**Description of the task**
Pictures stay out of your copy, but everything else in the records below must be repeated exactly.

━━━━━ Input data ━━━━━

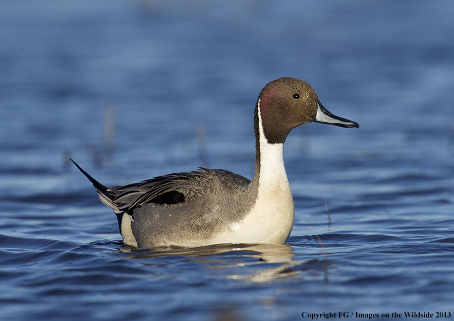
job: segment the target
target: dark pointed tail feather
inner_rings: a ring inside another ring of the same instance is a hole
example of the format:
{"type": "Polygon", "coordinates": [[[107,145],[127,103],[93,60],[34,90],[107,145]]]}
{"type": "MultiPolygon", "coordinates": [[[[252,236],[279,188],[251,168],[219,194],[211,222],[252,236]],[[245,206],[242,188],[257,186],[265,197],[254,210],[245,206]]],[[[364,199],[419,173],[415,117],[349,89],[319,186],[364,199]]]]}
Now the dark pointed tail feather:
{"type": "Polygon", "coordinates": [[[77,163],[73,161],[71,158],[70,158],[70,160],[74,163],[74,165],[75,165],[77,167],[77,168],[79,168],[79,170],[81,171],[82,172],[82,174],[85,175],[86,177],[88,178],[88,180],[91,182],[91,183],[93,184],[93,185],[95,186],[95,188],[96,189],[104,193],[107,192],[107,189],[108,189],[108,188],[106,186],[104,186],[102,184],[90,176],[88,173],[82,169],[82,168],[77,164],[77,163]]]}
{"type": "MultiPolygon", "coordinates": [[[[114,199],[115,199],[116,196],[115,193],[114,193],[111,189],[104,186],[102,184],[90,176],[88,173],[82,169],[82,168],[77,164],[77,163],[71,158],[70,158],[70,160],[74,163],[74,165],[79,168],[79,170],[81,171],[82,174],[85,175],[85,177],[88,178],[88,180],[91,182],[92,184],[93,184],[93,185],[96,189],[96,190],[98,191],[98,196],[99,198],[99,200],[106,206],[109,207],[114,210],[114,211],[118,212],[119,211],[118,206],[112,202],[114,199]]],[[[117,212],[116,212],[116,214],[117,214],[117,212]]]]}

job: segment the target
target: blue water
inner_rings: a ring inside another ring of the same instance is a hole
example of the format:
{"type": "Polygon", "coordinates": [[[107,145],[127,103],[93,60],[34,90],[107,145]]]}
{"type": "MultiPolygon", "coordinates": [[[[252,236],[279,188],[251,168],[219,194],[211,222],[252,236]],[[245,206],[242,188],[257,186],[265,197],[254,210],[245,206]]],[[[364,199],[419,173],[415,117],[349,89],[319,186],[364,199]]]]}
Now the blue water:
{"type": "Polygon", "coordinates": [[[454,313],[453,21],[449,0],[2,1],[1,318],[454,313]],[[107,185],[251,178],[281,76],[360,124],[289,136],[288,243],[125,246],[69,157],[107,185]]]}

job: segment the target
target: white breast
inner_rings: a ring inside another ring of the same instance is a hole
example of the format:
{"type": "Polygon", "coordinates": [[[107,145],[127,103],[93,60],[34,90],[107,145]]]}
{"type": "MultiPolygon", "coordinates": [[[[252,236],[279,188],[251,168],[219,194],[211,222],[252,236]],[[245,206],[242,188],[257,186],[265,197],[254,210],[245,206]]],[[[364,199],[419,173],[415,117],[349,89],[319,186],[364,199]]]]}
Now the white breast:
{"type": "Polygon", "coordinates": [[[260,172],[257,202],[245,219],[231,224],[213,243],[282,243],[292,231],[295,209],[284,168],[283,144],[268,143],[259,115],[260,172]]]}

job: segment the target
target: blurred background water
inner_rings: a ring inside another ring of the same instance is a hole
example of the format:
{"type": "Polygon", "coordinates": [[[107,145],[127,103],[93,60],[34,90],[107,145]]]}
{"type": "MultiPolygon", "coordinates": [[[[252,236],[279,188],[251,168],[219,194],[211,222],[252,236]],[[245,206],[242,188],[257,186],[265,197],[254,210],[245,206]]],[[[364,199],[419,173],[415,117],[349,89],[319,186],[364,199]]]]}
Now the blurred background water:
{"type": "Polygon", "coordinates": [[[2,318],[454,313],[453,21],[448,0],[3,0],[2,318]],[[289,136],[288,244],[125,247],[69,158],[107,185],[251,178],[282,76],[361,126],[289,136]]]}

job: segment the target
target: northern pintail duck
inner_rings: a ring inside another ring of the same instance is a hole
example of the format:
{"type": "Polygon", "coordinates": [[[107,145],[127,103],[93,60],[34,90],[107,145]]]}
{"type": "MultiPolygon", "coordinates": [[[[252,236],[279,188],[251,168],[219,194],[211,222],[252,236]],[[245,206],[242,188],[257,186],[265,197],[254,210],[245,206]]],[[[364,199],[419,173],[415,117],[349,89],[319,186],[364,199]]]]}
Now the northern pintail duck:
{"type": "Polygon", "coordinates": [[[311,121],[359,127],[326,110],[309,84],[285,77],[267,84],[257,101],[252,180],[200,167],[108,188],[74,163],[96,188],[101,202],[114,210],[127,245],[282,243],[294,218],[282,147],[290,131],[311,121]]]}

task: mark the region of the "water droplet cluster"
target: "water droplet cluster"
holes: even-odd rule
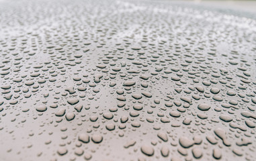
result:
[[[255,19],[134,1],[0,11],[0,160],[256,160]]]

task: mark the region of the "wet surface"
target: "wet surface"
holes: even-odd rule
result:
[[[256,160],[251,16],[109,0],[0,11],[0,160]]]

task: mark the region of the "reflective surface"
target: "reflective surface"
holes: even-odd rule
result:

━━━━━

**Result of the task**
job: segment the target
target: dark pointed tail feather
inner_rings: a ring inside another ring of the same instance is a hole
example of the format:
{"type": "Polygon", "coordinates": [[[107,145],[127,103],[93,60],[34,90],[107,145]]]}
{"type": "MultiPolygon", "coordinates": [[[[252,236],[279,188],[251,168],[219,194],[211,222],[252,236]],[[245,206],[242,188],[257,186],[265,197],[254,210],[245,206]]],[[[364,199],[419,173],[415,117],[349,89],[319,186],[364,199]]]]}
Now the dark pointed tail feather:
{"type": "Polygon", "coordinates": [[[77,163],[73,161],[71,158],[70,158],[70,160],[74,163],[74,165],[75,165],[77,167],[77,168],[79,168],[79,170],[81,171],[82,172],[82,174],[85,175],[86,177],[88,178],[88,180],[91,182],[91,183],[93,184],[93,185],[95,186],[95,188],[96,189],[104,193],[107,192],[107,189],[108,189],[108,188],[106,186],[104,186],[102,184],[90,176],[88,173],[82,169],[82,168],[77,164],[77,163]]]}
{"type": "MultiPolygon", "coordinates": [[[[114,199],[115,199],[116,196],[115,193],[114,193],[111,189],[104,186],[102,184],[90,176],[88,173],[82,169],[82,168],[77,164],[77,163],[71,158],[70,158],[70,160],[74,163],[74,165],[79,168],[79,170],[81,171],[82,174],[85,175],[85,177],[88,178],[88,180],[91,182],[92,184],[93,184],[93,185],[96,189],[96,190],[98,191],[98,196],[99,198],[99,200],[106,206],[109,207],[114,210],[114,211],[118,212],[119,211],[118,206],[112,202],[114,199]]],[[[117,212],[116,212],[116,214],[117,214],[117,212]]]]}

job: segment the target
target: blue water
inner_rings: a ring inside another ring of the same instance is a hole
example of the format:
{"type": "Polygon", "coordinates": [[[107,145],[127,103],[93,60],[34,90],[107,145]]]}
{"type": "MultiPolygon", "coordinates": [[[[252,236],[279,188],[251,168],[219,194],[211,222],[252,236]],[[245,206],[242,188],[257,186],[265,197],[254,210],[245,206]]],[[[364,199],[419,173],[415,117],[349,89],[319,186],[364,199]]]]}
Now the blue water:
{"type": "Polygon", "coordinates": [[[454,313],[453,21],[449,0],[2,1],[1,318],[454,313]],[[107,185],[251,178],[281,76],[360,124],[289,136],[288,243],[125,246],[69,157],[107,185]]]}

job: segment the target
target: white breast
inner_rings: a ring inside another ring of the same instance is a hole
example of the format:
{"type": "Polygon", "coordinates": [[[107,145],[127,103],[93,60],[34,90],[107,145]]]}
{"type": "MultiPolygon", "coordinates": [[[[252,236],[279,188],[251,168],[219,194],[211,222],[252,236]],[[245,206],[242,188],[257,186],[265,197],[254,210],[245,206]]],[[[364,199],[419,173],[415,117],[349,89],[319,186],[364,199]]]]}
Now the white breast:
{"type": "Polygon", "coordinates": [[[260,172],[257,202],[245,219],[231,224],[213,243],[282,243],[292,231],[295,209],[284,168],[283,144],[268,143],[259,115],[260,172]]]}

job: segment the target
target: blurred background water
inner_rings: a ring inside another ring of the same instance is a hole
example of the format:
{"type": "Polygon", "coordinates": [[[107,145],[127,103],[93,60],[34,90],[107,145]]]}
{"type": "MultiPolygon", "coordinates": [[[[252,236],[279,188],[251,168],[219,194],[211,222],[252,236]],[[245,206],[242,188],[257,186],[265,197],[254,210],[245,206]]],[[[364,199],[419,173],[415,117],[349,89],[319,186],[364,199]]]]}
Now the blurred background water:
{"type": "Polygon", "coordinates": [[[2,318],[454,313],[453,21],[448,0],[3,0],[2,318]],[[289,136],[288,244],[125,247],[69,158],[107,185],[251,178],[282,76],[361,126],[289,136]]]}

job: segment the target
target: northern pintail duck
inner_rings: a ring inside another ring of the same instance is a hole
example of the format:
{"type": "Polygon", "coordinates": [[[107,145],[127,103],[93,60],[34,90],[107,145]]]}
{"type": "MultiPolygon", "coordinates": [[[[252,236],[279,188],[251,168],[219,194],[211,222],[252,236]],[[245,206],[242,188],[257,186],[265,197],[254,210],[245,206]]],[[[364,199],[419,173],[415,117],[349,89],[319,186],[364,199]]]]}
Now the northern pintail duck:
{"type": "Polygon", "coordinates": [[[311,121],[359,127],[326,110],[309,84],[285,77],[267,84],[257,101],[252,180],[200,167],[108,188],[74,163],[96,188],[101,202],[114,210],[127,245],[282,243],[294,218],[282,147],[290,131],[311,121]]]}

task: mark the region of the "water droplet cluster"
target: "water droplet cluster"
holes: even-odd rule
result:
[[[255,19],[134,1],[0,11],[0,160],[256,160]]]

task: mark the region of the "wet surface"
target: "wet surface"
holes: even-odd rule
result:
[[[256,160],[251,16],[109,0],[0,11],[0,160]]]

task: mark the region of the "reflective surface"
target: "reflective surface"
holes: even-odd rule
result:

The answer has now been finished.